◆ REQUIRED TASK A
Set down, word for word, the stretch of the Knight Rider game description below from "Knight Rider (ナイトライダー" through "to the player.".
◆ REQUIRED TASK B
Rewrite the paragraph beginning "Terrorists have raided a U.S. military site" from the Knight Rider game description below as a brief bulleted list that keeps its main facts.
◆ REQUIRED TASK C
According to the Knight Rider game description below, list every aspect of KITT that can be upgraded.

---------- DOCUMENT PASSAGE ----------

Knight Rider (ナイトライダー Naito Raidā) is a racing video game for the Nintendo Entertainment System that is very loosely based on the television show of the same name.

Gameplay
The gameplay is simple: There are fifteen cities that are featured, starting with a drive from Los Angeles to San Francisco and ending back in Los Angeles. KITT can be upgraded with more fuel and shield capacities. It can also have its top speed upgraded, and how many lasers/missiles it starts with. In the first six missions, there are allies, represented by Knight trucks who will give a powerup to the player.

Mission mode
Terrorists have raided a U.S. military site; only a man and his robotic car can chase them across the United States to stop their evil plan. A time limit helps put pressure on the player as he attempts to defeat the terrorist forces. There are three types of vehicles in this mode: Red (enemies), blue (civilians) and yellow (enemies who carry powerups). KITT has structural shielding; however the vehicle is considered destroyed if it repeatedly crashes or enemy gunfire depletes the shielding. Despite the non-violent premise of the television show, "Mission Mode" makes use of firearms as way to enhance play, similar to RoadBlasters. Shooting non-combatant (blue) vehicles deducts from the timer, making the completion of a level more difficult. After every third level, Devon will offer the player a password that can be used to resume the journey from that point.

---------- DATA SHOWN ----------

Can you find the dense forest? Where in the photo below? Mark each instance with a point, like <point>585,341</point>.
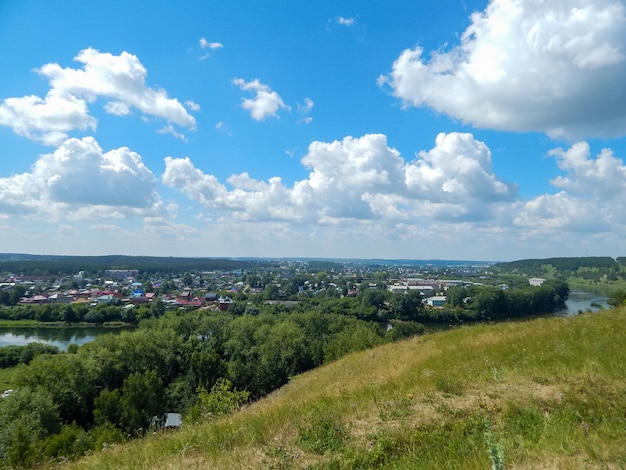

----------

◆ CORRECT ANSWER A
Knight Rider (ナイトライダー Naito Raidā) is a racing video game for the Nintendo Entertainment System that is very loosely based on the television show of the same name.

Gameplay
The gameplay is simple: There are fifteen cities that are featured, starting with a drive from Los Angeles to San Francisco and ending back in Los Angeles. KITT can be upgraded with more fuel and shield capacities. It can also have its top speed upgraded, and how many lasers/missiles it starts with. In the first six missions, there are allies, represented by Knight trucks who will give a powerup to the player.

◆ CORRECT ANSWER B
- Premise: terrorists raid a U.S. military site, and a man and his robotic car chase them across the United States.
- A time limit pressures the player.
- Three vehicle types appear: red (enemies), blue (civilians), and yellow (enemies carrying powerups).
- KITT has structural shielding but is destroyed by repeated crashes or by enemy gunfire depleting the shielding.
- The mode uses firearms, unlike the television show's non-violent premise, similar to RoadBlasters.
- Shooting blue vehicles deducts from the timer.
- After every third level, Devon offers a password for resuming from that point.

◆ CORRECT ANSWER C
- Fuel capacity
- Shield capacity
- Top speed
- Number of lasers/missiles it starts with